## Start Dataset records

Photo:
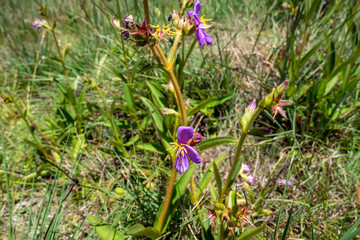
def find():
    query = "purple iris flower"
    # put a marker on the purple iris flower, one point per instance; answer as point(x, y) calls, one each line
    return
point(184, 151)
point(283, 182)
point(251, 180)
point(38, 23)
point(201, 35)
point(245, 168)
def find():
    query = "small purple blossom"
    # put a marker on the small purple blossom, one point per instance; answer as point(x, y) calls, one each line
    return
point(251, 180)
point(201, 35)
point(38, 23)
point(183, 150)
point(283, 182)
point(245, 168)
point(266, 130)
point(252, 106)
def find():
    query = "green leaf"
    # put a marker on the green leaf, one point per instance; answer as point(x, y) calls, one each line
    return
point(157, 95)
point(103, 230)
point(212, 102)
point(206, 230)
point(208, 175)
point(151, 148)
point(139, 230)
point(250, 233)
point(212, 142)
point(160, 126)
point(179, 190)
point(217, 178)
point(234, 175)
point(288, 223)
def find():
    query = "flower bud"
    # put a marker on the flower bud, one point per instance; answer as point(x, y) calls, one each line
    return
point(245, 168)
point(249, 111)
point(169, 87)
point(275, 95)
point(184, 24)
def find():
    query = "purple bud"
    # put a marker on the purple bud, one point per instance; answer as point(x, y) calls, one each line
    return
point(251, 180)
point(197, 136)
point(252, 106)
point(283, 182)
point(265, 130)
point(245, 168)
point(126, 34)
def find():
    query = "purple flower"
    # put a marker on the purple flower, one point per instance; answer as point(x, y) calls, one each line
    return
point(38, 23)
point(201, 35)
point(251, 107)
point(245, 168)
point(183, 150)
point(251, 180)
point(283, 182)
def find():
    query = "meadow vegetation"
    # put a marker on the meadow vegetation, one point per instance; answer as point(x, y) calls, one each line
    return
point(88, 119)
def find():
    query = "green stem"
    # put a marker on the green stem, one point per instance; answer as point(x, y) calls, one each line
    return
point(180, 100)
point(62, 60)
point(123, 44)
point(169, 193)
point(237, 159)
point(70, 90)
point(183, 116)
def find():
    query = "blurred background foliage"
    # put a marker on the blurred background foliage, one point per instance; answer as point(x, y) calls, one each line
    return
point(100, 133)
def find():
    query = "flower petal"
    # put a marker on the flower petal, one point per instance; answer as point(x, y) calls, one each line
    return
point(182, 163)
point(197, 6)
point(200, 36)
point(192, 154)
point(208, 39)
point(185, 134)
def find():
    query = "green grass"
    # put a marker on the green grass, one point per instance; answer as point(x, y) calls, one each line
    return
point(256, 46)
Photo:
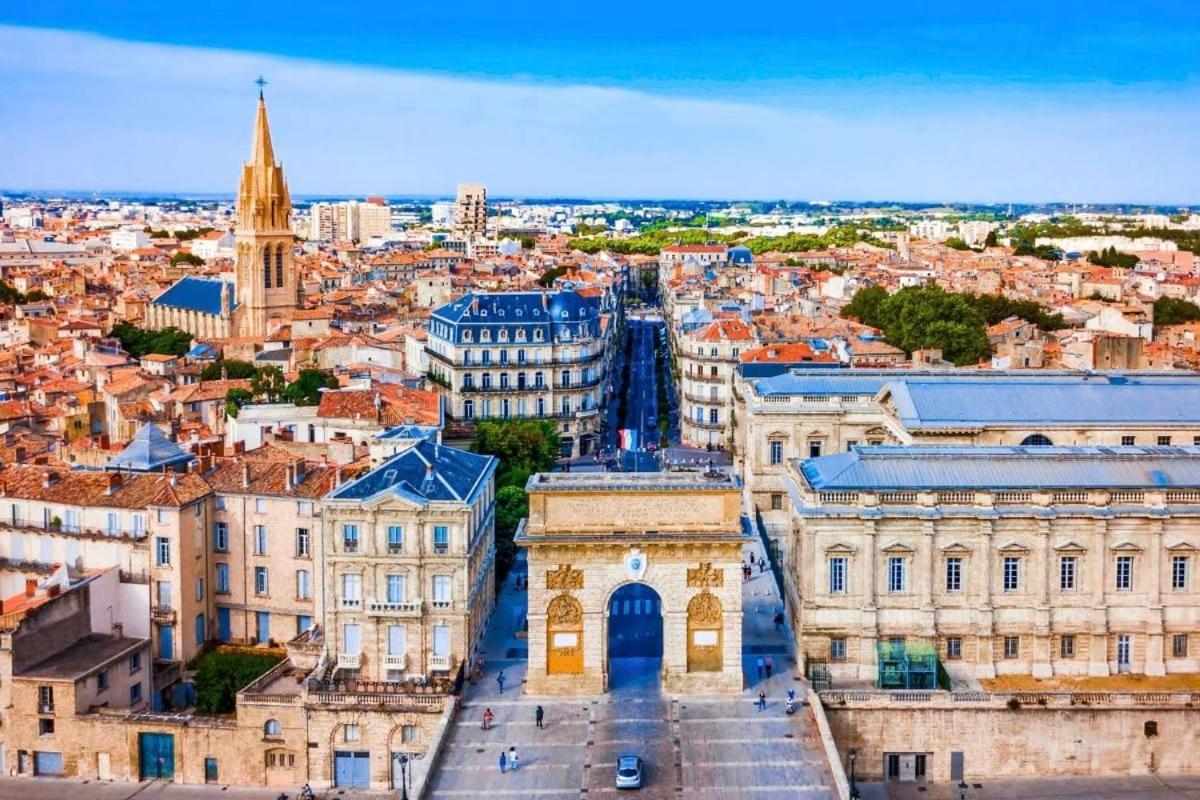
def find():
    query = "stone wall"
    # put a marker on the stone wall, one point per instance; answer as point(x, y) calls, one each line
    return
point(1031, 740)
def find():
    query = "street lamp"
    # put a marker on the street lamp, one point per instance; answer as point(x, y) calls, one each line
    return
point(403, 777)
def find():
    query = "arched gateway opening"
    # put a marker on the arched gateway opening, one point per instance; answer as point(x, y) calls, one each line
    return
point(635, 637)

## End Dataset records

▶ **Brief**
Reproduce the whole listing exactly, but not the images in it.

▶ **Exercise output**
Photo:
def find():
    query = "purple iris flower"
    # put a marker on the purple iris flower, one point per instance; answer as point(x, y) calls, one each line
    return
point(184, 151)
point(283, 182)
point(251, 180)
point(38, 23)
point(201, 35)
point(245, 168)
def find():
    query = "small purple blossom"
    # put a marker on the small purple blossom, one point per instance; answer as point(x, y) calls, one each line
    return
point(251, 180)
point(201, 35)
point(38, 23)
point(183, 150)
point(283, 182)
point(245, 168)
point(266, 130)
point(252, 106)
def find():
    query = "green leaf"
    # put a marker on the green leaf, one point per instance; answer as point(x, y) calls, one each line
    return
point(157, 95)
point(103, 230)
point(212, 102)
point(206, 230)
point(208, 175)
point(151, 148)
point(139, 230)
point(250, 233)
point(212, 142)
point(160, 126)
point(179, 190)
point(217, 178)
point(234, 175)
point(288, 223)
def find():
    query = "flower bud"
    # put a marker on the flower bud, one point per instance; answer as point(x, y) calls, one each line
    return
point(245, 168)
point(249, 111)
point(169, 87)
point(275, 95)
point(184, 24)
def find():
    query = "purple bud"
    # put a marker on the purple bud, one point per instance; answer as point(x, y) calls, one each line
    return
point(251, 180)
point(197, 136)
point(252, 106)
point(283, 182)
point(265, 130)
point(245, 168)
point(126, 34)
def find():
    query = "purple flower"
    # put a marker on the purple flower, one point per instance; answer as point(x, y) calls, one each line
    return
point(38, 23)
point(201, 35)
point(251, 107)
point(245, 168)
point(183, 150)
point(251, 180)
point(283, 182)
def find():
    query = "meadow vegetation"
    # put a marker on the meadow vegetation, one point per instance; answer as point(x, y) calls, one each line
    return
point(88, 119)
def find():
    query = "green stem"
    # put a marker on the green stem, one point per instance; answer as point(x, y) calls, one each line
    return
point(180, 100)
point(62, 60)
point(123, 44)
point(169, 193)
point(237, 159)
point(70, 90)
point(183, 116)
def find():
    query = "blurred background foliage"
    # put a marker on the blurred background foliage, one point per instance; answer as point(x, y) calls, one each line
    return
point(100, 133)
def find():
    query = "flower petal"
    # put a marker on the flower petal, one point per instance; answer as point(x, y) calls, one each line
    return
point(182, 163)
point(197, 6)
point(200, 36)
point(192, 154)
point(208, 39)
point(185, 134)
def find():
    query = "green grass"
    # put a marker on the green grass, one point per instance; answer as point(x, y) calls, one each line
    return
point(256, 46)
Photo:
def find():
    query = "stone wall"
    # put a marker on the stone wall, one point per instance; answer as point(x, y) calls, one each line
    return
point(1031, 740)
def find():
    query = "street lamp"
    # put a marker on the street lamp, one point per instance; answer as point(x, y) calls, one each line
    return
point(403, 777)
def find():
    query = "arched gateway opening"
    # put a marker on the arched gateway opening, one point per instance; answer as point(x, y) calls, one each line
    return
point(635, 637)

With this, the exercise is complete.